**What this task involves:**
Rewrite the lines below as a JSON list of strings, one string for each line, omitting any blank lines.

(Labeled point records)
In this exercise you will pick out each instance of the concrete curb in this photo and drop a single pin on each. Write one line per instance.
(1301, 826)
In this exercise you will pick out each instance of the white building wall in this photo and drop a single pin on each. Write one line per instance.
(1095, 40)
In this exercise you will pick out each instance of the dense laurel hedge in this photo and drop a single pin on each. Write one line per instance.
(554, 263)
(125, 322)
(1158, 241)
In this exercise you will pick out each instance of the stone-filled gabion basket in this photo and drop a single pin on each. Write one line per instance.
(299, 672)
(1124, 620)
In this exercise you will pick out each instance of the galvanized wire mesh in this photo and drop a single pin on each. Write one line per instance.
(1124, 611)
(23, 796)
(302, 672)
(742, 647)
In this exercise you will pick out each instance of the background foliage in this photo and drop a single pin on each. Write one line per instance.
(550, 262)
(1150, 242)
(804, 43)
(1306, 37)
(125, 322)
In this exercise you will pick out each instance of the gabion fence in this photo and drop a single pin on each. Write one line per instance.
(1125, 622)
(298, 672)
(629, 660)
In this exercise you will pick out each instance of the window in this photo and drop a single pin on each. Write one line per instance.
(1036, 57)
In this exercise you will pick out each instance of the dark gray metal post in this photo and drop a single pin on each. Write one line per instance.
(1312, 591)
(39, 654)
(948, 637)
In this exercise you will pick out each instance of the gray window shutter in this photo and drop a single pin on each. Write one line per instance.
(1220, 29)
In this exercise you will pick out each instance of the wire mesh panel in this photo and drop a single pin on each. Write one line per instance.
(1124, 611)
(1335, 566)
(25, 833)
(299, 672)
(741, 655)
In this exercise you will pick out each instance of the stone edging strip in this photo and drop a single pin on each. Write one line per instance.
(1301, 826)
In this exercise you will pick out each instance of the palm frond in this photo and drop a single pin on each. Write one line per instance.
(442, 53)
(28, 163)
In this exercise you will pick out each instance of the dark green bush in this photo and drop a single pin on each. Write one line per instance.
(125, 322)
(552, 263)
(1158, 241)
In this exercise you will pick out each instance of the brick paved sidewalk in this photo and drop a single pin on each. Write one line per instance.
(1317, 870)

**Exercise answer:**
[
  "In this exercise you will pick out each instance of the concrete curb in this photo and drop a single pin on each. Write one line per instance.",
  "(1301, 826)",
  "In this exercise you will pick out each instance of the white building wall in this photo and drop a single pin on each. Write one line per instance.",
  "(1095, 40)",
  "In this exercise you will pick out each instance of the dense laurel hedge in this photo and drop a single pin on each. Write one line per instance.",
  "(554, 263)",
  "(125, 322)",
  "(1158, 241)",
  "In this exercise you will pick out each instance of the stone-filled gabion basket in this photo and drop a single pin on each. Write one line per instance.",
  "(299, 672)",
  "(1124, 620)",
  "In this exercise you will pick out each instance of the galvanized wire mesh in this photo and drop a single pin on each. Write one line per instance.",
  "(1124, 611)",
  "(23, 796)",
  "(302, 672)",
  "(742, 647)",
  "In this exercise you will pick out each instance of the background foliage in this photo and drop a single pin on each. Write one line per instance.",
  "(550, 262)",
  "(1150, 242)",
  "(804, 43)",
  "(1306, 37)",
  "(125, 322)",
  "In this exercise you will pick out each instance of the gabion fence in this photo and drop a single pin on each. Write one line per instance.",
  "(1125, 622)",
  "(298, 672)",
  "(629, 660)",
  "In this exercise you will pick out each instance of the window in this photo and drop a single pin on each. Write one line per instance.",
  "(1036, 57)",
  "In this exercise you will pick out each instance of the dark gray metal post in this photo and drop a single pin on each. Write one line per instance.",
  "(1312, 591)",
  "(39, 654)",
  "(948, 637)",
  "In this exercise you will pick out each instance of the gray window shutter in this photo and drop a single pin on each. Write one line per instance.",
  "(1220, 29)",
  "In this exercise you will pick out each instance of the wire mesh panel in this photo and drop a single pin on each. Write one line per instance.",
  "(1124, 611)",
  "(1335, 566)",
  "(25, 833)",
  "(299, 672)",
  "(741, 655)",
  "In this exercise you will pick out each instance of the stone edging strip in this photo and drop a single pin on each. Write one line per instance.",
  "(1301, 826)",
  "In this exercise you will pick out each instance of the palm frond in this photo and drop a single pin on each. Write one line per instance.",
  "(442, 53)",
  "(28, 163)",
  "In this exercise you will pick out each instance of the dark green bush in this photo and drop a single pin on each. Write one line per instance.",
  "(125, 322)",
  "(552, 263)",
  "(1158, 241)",
  "In this exercise you will pick out each instance of the brick paved sidewalk in this photo and drop a single pin on each. Write one line per instance.",
  "(1317, 870)"
]